TASK INPUTS:
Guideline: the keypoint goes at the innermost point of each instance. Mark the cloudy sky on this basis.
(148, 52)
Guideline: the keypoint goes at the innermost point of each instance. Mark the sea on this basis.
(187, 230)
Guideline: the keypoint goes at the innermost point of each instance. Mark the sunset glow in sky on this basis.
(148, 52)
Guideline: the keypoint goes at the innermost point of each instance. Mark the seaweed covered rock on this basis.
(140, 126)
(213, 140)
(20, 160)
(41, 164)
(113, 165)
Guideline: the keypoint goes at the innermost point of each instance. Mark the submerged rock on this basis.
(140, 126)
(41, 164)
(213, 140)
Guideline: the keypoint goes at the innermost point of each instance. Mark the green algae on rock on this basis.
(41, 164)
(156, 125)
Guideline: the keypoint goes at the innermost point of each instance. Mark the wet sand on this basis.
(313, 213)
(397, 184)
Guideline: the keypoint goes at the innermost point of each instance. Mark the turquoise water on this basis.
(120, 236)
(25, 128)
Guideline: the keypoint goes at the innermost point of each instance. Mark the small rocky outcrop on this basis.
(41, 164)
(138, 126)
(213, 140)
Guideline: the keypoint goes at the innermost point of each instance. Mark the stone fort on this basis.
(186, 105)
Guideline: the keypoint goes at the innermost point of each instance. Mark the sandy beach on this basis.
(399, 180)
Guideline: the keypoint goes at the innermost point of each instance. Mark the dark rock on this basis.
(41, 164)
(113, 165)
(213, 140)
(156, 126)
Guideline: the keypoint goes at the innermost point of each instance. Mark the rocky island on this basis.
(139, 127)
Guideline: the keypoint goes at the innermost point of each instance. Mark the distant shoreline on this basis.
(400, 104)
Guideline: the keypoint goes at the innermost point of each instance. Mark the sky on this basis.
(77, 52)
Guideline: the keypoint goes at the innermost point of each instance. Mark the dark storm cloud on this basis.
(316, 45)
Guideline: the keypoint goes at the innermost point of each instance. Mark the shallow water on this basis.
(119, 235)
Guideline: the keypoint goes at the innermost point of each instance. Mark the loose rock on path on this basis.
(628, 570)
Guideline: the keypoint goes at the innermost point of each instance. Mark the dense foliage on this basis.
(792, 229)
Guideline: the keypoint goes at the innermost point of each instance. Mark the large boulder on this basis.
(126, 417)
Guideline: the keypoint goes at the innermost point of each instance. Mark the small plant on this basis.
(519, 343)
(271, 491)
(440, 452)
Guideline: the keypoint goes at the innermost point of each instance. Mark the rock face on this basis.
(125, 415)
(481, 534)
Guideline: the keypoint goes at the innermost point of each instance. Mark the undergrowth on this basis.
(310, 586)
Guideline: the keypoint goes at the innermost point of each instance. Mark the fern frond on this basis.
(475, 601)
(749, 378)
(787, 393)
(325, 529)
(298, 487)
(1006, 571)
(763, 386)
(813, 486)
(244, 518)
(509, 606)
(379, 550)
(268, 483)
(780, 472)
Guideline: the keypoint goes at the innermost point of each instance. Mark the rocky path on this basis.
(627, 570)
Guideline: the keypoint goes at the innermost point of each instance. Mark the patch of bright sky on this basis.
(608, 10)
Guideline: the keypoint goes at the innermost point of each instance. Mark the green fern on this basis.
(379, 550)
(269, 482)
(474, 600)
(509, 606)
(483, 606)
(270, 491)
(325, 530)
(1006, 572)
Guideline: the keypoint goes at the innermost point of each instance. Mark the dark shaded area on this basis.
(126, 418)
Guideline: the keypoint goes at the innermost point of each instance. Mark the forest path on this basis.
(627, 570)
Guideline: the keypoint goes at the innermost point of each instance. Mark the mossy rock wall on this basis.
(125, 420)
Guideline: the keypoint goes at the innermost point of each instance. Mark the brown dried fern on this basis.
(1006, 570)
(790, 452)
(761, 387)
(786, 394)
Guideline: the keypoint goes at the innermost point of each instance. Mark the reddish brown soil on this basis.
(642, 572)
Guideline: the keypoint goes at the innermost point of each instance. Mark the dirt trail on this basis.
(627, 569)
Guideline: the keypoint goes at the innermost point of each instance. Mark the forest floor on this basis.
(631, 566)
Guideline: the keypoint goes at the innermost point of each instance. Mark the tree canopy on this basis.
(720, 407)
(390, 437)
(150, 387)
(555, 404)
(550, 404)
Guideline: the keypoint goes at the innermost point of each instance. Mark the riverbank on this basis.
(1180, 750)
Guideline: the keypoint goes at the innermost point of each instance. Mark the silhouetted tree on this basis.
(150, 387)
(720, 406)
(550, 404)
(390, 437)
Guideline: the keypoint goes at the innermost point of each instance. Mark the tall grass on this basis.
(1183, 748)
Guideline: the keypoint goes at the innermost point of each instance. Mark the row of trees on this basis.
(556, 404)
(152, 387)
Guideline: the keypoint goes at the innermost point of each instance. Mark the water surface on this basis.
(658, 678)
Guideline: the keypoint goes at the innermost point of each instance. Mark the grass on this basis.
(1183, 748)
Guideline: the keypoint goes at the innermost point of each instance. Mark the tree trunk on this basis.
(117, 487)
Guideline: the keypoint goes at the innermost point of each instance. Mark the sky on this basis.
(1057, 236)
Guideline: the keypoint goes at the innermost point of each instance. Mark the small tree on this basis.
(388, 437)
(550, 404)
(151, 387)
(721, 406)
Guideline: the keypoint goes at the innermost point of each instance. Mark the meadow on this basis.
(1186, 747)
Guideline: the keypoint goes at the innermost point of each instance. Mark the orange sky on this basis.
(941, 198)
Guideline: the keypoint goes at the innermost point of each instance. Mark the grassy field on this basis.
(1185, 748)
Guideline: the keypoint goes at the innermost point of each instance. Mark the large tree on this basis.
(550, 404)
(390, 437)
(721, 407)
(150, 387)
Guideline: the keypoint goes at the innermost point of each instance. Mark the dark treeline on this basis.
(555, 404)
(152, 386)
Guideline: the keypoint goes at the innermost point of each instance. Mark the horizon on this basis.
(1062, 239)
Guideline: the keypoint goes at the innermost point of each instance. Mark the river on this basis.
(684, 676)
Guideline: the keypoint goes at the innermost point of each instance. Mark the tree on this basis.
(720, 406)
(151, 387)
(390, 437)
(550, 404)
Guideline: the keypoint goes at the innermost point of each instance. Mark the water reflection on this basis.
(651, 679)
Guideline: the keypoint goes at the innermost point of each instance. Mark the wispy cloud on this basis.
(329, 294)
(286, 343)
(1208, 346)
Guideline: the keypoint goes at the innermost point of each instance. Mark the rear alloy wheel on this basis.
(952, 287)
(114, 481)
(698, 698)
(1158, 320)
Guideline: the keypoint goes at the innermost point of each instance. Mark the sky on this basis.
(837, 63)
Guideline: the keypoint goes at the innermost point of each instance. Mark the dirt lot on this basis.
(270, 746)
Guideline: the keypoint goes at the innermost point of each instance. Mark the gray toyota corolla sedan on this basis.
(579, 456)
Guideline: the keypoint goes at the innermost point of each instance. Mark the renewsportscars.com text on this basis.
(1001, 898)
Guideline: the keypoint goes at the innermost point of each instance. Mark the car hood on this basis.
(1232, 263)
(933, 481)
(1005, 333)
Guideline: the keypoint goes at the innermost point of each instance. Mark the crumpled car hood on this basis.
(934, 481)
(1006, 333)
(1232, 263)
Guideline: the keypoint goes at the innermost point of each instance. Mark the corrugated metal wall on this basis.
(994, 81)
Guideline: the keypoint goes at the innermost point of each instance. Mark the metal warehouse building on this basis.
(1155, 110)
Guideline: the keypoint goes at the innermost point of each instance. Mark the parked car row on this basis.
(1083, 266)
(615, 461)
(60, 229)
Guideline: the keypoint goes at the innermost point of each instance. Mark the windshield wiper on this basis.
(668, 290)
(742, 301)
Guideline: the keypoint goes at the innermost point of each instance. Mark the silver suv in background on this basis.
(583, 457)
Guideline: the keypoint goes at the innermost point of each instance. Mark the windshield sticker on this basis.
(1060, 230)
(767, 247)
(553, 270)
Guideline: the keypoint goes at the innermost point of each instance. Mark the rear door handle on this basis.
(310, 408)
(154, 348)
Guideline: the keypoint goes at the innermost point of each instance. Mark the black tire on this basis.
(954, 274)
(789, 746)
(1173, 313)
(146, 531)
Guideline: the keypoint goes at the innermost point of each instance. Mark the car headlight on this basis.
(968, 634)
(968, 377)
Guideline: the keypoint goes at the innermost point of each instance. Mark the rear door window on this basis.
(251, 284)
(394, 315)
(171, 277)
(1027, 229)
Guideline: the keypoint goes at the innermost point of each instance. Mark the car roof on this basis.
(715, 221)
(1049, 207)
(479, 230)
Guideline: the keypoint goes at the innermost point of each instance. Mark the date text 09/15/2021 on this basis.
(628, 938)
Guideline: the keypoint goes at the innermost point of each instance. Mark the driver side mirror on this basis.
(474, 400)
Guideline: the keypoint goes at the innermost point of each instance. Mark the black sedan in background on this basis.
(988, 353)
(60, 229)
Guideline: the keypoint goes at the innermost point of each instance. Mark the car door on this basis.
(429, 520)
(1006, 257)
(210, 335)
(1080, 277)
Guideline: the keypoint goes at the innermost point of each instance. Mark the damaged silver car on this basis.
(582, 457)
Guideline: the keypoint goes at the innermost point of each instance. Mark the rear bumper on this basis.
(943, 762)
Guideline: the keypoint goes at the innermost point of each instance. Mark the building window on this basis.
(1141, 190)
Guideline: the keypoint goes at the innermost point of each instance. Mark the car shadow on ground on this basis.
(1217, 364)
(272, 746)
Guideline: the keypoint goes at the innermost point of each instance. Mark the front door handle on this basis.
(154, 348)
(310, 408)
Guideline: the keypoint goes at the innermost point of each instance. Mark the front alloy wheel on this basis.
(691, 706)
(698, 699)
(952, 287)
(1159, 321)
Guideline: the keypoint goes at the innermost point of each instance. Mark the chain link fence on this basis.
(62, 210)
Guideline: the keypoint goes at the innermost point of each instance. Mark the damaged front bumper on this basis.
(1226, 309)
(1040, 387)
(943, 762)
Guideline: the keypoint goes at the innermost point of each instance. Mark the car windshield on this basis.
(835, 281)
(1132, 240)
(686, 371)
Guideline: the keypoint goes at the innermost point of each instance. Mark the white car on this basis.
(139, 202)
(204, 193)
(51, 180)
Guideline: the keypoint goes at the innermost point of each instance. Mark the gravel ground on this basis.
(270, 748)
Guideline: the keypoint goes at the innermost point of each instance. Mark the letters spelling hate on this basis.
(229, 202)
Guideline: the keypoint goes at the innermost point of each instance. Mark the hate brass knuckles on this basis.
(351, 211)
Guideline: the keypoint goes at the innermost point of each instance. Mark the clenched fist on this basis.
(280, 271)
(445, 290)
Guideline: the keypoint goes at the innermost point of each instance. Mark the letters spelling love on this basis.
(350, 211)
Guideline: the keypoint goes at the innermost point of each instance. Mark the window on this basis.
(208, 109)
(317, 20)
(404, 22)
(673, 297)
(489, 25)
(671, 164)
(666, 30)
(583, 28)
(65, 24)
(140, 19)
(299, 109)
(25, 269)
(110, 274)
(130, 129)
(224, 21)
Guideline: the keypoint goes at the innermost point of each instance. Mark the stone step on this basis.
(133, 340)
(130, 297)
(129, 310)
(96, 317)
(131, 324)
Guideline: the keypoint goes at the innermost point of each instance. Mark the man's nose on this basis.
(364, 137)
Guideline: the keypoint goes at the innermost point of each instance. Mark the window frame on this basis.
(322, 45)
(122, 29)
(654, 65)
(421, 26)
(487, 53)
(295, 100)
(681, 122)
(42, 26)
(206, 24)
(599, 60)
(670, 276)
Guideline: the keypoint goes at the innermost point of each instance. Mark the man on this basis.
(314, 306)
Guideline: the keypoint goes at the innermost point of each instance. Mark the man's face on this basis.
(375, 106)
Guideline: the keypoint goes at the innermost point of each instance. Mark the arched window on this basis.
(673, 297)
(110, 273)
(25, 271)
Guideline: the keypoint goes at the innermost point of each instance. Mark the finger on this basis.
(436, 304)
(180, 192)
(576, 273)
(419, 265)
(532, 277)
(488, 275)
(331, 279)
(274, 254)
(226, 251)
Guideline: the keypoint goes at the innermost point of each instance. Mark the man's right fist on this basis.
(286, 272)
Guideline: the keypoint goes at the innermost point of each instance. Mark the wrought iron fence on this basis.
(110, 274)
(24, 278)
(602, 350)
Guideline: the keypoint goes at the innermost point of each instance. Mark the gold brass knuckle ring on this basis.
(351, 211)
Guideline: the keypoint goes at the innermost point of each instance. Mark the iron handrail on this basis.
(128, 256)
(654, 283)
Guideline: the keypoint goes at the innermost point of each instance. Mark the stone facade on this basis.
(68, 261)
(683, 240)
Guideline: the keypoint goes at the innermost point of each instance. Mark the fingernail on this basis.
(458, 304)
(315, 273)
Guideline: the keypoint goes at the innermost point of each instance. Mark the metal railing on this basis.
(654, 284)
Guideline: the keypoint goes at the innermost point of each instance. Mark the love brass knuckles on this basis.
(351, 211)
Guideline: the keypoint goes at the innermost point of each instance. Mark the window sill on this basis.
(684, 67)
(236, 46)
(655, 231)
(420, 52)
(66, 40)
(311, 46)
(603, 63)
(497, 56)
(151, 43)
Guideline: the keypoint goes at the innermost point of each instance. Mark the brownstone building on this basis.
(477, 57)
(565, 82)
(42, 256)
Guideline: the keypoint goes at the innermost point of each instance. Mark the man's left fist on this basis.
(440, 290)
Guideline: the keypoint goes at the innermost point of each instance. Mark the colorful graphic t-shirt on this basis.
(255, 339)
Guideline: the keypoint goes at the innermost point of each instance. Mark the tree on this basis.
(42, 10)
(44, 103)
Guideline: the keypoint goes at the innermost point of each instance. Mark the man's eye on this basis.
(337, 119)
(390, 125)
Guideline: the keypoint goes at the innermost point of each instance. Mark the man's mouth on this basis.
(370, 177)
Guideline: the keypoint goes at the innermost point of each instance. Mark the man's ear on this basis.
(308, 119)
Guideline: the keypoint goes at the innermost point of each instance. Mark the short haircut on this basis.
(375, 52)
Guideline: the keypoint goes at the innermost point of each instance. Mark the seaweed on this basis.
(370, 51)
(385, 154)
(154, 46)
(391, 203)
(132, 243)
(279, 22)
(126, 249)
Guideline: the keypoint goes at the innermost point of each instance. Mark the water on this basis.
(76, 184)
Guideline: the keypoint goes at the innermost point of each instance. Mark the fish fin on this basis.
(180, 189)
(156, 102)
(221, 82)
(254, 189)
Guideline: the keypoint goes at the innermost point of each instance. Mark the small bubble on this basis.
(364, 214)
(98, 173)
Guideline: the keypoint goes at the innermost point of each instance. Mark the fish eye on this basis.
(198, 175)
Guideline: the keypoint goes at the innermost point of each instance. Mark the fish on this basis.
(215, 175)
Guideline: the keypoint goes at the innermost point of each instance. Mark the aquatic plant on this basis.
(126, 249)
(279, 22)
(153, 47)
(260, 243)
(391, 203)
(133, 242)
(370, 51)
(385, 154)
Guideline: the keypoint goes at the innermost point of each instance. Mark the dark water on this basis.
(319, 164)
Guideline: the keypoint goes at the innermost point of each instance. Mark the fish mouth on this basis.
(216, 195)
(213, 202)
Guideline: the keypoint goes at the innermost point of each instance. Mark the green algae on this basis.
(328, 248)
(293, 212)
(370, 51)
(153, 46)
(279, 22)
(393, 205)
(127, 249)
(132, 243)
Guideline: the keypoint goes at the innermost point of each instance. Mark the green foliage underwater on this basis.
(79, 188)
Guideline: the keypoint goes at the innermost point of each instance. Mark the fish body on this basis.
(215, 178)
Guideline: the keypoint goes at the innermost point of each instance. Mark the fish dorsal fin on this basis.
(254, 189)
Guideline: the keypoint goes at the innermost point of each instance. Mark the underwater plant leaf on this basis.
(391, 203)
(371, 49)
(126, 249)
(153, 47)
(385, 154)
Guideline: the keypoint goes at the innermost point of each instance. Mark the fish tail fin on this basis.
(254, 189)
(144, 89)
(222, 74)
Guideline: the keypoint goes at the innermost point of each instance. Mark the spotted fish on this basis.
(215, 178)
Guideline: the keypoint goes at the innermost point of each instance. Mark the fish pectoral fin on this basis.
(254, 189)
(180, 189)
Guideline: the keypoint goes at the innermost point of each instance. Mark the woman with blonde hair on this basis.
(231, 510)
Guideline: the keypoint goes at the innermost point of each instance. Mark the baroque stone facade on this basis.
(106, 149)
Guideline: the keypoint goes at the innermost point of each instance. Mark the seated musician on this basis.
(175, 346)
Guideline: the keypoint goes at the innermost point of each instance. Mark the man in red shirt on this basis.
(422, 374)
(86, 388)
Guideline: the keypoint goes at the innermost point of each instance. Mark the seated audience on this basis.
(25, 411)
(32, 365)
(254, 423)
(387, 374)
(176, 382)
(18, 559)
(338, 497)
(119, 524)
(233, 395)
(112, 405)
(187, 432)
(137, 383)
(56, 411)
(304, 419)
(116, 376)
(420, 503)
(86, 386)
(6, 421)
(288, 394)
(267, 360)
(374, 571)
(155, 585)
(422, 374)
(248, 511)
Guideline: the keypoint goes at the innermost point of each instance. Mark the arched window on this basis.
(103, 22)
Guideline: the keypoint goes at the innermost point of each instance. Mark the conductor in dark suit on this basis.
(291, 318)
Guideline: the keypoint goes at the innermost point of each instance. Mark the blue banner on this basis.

TASK TO CARRY OUT: Change "tree canopy" to "forest canopy" in the stretch of the records from the line containing "floor on this basis." through the line containing "(1180, 750)", and give only those lines again with everything else left as it is.

SOLUTION FOR THIS TASK:
Guideline: the keypoint goes at the innermost point of each instance. Mark the forest floor on this basis.
(631, 566)
Guideline: the keypoint goes at the innermost point of each instance. Mark the forest canopy on this basis.
(720, 407)
(390, 437)
(150, 387)
(555, 404)
(550, 404)
Guideline: the keypoint goes at the innermost point of each instance. Mark the riverbank on this basis.
(1180, 750)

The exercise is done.